- TASK GOAL
Nothing is to be altered; the data must be repeated exactly.

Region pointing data
· · · · ·

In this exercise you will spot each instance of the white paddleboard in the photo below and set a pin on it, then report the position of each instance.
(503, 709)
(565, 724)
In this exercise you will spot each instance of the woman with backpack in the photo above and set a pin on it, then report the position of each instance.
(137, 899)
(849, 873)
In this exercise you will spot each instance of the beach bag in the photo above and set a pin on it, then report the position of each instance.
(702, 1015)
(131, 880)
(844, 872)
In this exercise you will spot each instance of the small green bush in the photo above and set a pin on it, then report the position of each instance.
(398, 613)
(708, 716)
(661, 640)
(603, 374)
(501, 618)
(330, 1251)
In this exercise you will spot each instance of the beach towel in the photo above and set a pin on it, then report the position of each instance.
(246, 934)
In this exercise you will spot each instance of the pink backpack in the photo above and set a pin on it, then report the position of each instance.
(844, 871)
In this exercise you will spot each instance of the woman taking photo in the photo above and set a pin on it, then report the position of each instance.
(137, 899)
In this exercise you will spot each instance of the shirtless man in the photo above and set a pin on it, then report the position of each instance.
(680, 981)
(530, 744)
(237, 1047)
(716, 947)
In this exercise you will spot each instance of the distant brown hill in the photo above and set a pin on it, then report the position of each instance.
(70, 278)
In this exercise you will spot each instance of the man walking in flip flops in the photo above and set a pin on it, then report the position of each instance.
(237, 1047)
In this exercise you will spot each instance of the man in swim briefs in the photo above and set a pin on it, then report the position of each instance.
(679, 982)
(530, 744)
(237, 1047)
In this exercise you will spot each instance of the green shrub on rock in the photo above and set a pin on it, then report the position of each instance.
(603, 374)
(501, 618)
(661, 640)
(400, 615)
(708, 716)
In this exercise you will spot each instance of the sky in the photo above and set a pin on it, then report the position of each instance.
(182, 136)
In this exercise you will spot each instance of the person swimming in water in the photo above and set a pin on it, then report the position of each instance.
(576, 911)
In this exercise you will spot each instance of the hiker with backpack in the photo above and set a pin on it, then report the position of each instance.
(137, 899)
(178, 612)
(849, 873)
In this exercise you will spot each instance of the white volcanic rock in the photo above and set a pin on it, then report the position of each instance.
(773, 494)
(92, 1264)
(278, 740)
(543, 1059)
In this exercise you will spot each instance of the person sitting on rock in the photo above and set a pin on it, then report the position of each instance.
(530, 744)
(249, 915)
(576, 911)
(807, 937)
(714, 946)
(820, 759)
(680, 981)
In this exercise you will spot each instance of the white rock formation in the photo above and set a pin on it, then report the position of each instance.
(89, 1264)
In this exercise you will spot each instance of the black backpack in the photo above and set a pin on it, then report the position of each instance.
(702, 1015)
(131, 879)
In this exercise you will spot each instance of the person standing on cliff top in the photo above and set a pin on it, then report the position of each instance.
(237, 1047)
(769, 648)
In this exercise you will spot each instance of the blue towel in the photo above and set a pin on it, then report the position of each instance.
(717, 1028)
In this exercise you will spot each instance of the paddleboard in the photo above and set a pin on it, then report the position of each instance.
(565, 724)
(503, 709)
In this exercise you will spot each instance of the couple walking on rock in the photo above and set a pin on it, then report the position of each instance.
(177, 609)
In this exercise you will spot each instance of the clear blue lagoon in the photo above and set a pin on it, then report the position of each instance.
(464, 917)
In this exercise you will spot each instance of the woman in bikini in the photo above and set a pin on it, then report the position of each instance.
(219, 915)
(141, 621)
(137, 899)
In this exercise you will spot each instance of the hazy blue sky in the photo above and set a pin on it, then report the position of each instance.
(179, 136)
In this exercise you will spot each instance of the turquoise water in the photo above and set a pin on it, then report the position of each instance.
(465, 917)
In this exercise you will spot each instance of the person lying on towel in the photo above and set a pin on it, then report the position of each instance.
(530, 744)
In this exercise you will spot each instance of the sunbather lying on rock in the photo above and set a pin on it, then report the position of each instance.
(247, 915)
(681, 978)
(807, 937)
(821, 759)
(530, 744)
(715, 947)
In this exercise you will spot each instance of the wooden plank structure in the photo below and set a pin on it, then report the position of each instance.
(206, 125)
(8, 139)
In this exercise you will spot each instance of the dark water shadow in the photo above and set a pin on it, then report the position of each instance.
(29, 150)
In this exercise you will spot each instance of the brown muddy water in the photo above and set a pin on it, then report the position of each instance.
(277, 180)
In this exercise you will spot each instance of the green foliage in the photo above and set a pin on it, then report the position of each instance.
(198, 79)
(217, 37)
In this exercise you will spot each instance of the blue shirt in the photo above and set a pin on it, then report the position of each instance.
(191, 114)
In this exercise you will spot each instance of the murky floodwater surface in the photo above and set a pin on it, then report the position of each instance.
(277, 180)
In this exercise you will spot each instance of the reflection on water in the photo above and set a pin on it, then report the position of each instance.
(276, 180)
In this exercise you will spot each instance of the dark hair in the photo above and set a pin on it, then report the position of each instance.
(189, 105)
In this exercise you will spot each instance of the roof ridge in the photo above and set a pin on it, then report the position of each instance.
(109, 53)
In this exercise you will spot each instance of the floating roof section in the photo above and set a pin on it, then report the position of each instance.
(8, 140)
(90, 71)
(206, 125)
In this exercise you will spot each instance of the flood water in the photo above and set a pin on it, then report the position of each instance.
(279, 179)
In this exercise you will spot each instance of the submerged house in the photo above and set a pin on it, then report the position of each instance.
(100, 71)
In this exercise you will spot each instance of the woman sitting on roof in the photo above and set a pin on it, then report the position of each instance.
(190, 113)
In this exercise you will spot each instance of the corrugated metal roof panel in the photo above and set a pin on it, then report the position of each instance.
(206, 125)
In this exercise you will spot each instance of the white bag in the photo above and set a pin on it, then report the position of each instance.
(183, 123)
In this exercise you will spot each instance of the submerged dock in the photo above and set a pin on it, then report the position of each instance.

· · · · ·

- OUTPUT BELOW
In this exercise you will spot each instance of the white paddleboard in the photo below and set a pin on it, then report the position of each instance.
(503, 709)
(565, 724)
In this exercise you will spot each instance of the woman with backpack in the photo above and set a pin on it, then report the position of each instance.
(137, 899)
(849, 873)
In this exercise you will spot each instance of the beach bag in the photo above and set a pin on it, then report the position of each instance.
(702, 1015)
(131, 880)
(844, 872)
In this exercise you will spot each instance of the small green bush in the photo above and set a pin on it, then report the position of each instance.
(398, 613)
(708, 716)
(661, 640)
(603, 374)
(501, 618)
(330, 1251)
In this exercise you will spot each instance of the beach towel in the photo above and set a pin on it, then report the position of each instance.
(246, 934)
In this exercise you will spot each instance of the pink backpack in the photo above and set a pin on it, then report the position of each instance.
(844, 871)
In this exercise you will spot each instance of the woman taking photo in the photo above and set a pin on it, then report the position of each instance.
(137, 899)
In this exercise you will spot each instance of the shirtless man in the photo above and set a pin on it, then report the position of each instance.
(680, 981)
(530, 744)
(237, 1047)
(716, 947)
In this exercise you will spot each instance of the distant brown hill in the photo above and set a pin on it, then report the position of each instance.
(70, 278)
In this exercise you will spot each instance of the man walking in flip flops in the photo above and set a pin on it, then report the position of each instance.
(237, 1047)
In this exercise you will spot each instance of the man in swim briefs in the photo above and set a pin on it, then report the position of each instance.
(679, 982)
(530, 744)
(237, 1047)
In this exercise you will spot each instance of the green shrub on rock in the photo above and set a pin on it, then report the position of each instance.
(603, 374)
(501, 618)
(661, 640)
(400, 615)
(708, 716)
In this exercise you will spot each instance of the sky in the photo above and set a pin on it, then report the position of each instance.
(182, 136)
In this exercise you will spot each instance of the person swimming in water in the photo above and set a pin on it, then report the position of each instance.
(576, 911)
In this exercise you will spot each instance of the hiker with backpack in the photo above and set a pin on it, then report the position of each instance.
(137, 899)
(178, 612)
(849, 873)
In this exercise you will spot each instance of the white volcanic rock in the photo above and set a pin on it, then report the position of each instance.
(773, 494)
(92, 1264)
(278, 740)
(543, 1059)
In this exercise you will spot each instance of the person sitting on rock in the photo above and set a pin on it, then report the position of each instance.
(530, 744)
(249, 915)
(576, 911)
(807, 937)
(714, 946)
(820, 759)
(680, 981)
In this exercise you will spot each instance of the white rock formation in the photo above and set a pin on it, then report the position of each instance.
(89, 1264)
In this exercise you will spot each instance of the black backpack in the photo above and set a pin on it, then report the position of each instance.
(702, 1015)
(131, 879)
In this exercise you will spot each instance of the person standing on cliff top in the photo above and set a pin on it, then report the position of each instance.
(237, 1047)
(769, 648)
In this exercise you will spot each instance of the blue towel in the photo above and set a pin on it, then report the position of each instance.
(717, 1028)
In this exercise you will spot each instance of the paddleboard in the photo above and set a pin on it, then report the position of each instance.
(565, 724)
(503, 709)
In this exercise you will spot each instance of the couple walking on rock in the photo above and set a pin on it, then report the position of each instance.
(177, 609)
In this exercise you will spot each instance of the clear blue lagoon in the photo above and set a pin on it, then report the position of each instance.
(464, 917)
In this exercise you will spot each instance of the woman in bikini in the photo above and set a pin on it, then report the position of each instance.
(219, 915)
(141, 621)
(137, 899)
In this exercise you will spot each instance of the hazy blue sky in the photo above and set a pin on it, then report the position of each instance.
(179, 136)
In this exercise you will spot each instance of the turquoise water in the photo above and set a pin on it, then report the position of each instance.
(465, 917)
In this exercise you will spot each instance of the person lying on towel in the photo above and set a pin on it, then report the position of each instance.
(530, 744)
In this exercise you will spot each instance of the sunbather lying on rock in the photo above and set a pin on it, then report the position of each instance.
(247, 915)
(681, 978)
(807, 937)
(821, 759)
(530, 744)
(715, 947)
In this exercise you will spot each instance of the wooden plank structure in the photo below and set a pin on it, then report the position of each instance.
(206, 125)
(8, 139)
In this exercise you will spot each instance of the dark water shadow in the photo above and set a pin on it, then report the position of each instance.
(29, 150)
In this exercise you will spot each instance of the brown muddy water in the photo above and set a pin on it, then report the position of each instance.
(277, 180)
In this exercise you will spot each instance of the green foliage in the photo above and set a pin on it, then report the position of each instance.
(198, 79)
(217, 37)
In this exercise you will spot each instance of the blue shirt in the photo above and set a pin on it, then report the position of each instance.
(191, 114)
In this exercise you will spot each instance of the murky floodwater surface in the photo above and set a pin on it, then report the position of each instance.
(277, 180)
In this exercise you will spot each instance of the reflection on water in the photo above and set a pin on it, then report the position of each instance.
(276, 180)
In this exercise you will spot each instance of the dark hair in the photo above and set a pin on it, then report the position of each instance.
(189, 105)
In this exercise you will spot each instance of the roof ridge in the photo above and set a pin on it, then report the position of each instance.
(109, 53)
In this exercise you will spot each instance of the floating roof section in the photo above and set a pin on it, then report the position of each instance.
(8, 140)
(90, 71)
(206, 125)
In this exercise you will spot each instance of the flood water in the photo above and set a pin on it, then report the position of each instance.
(279, 179)
In this exercise you will spot each instance of the submerged house in the photo above and set a pin on it, then report the position of each instance.
(100, 71)
In this exercise you will spot each instance of the woman sitting on roof in the photo above and set a pin on it, then report the position of each instance.
(190, 113)
In this exercise you will spot each instance of the corrugated metal roof panel in the photo above and set a pin on it, then report the position of each instance.
(206, 125)
In this exercise you will spot each instance of the white bag in the photo above and set a pin on it, then report the position of each instance.
(183, 123)
In this exercise you will spot each instance of the submerged dock in the photo above and set a pin on it, then report the position of each instance.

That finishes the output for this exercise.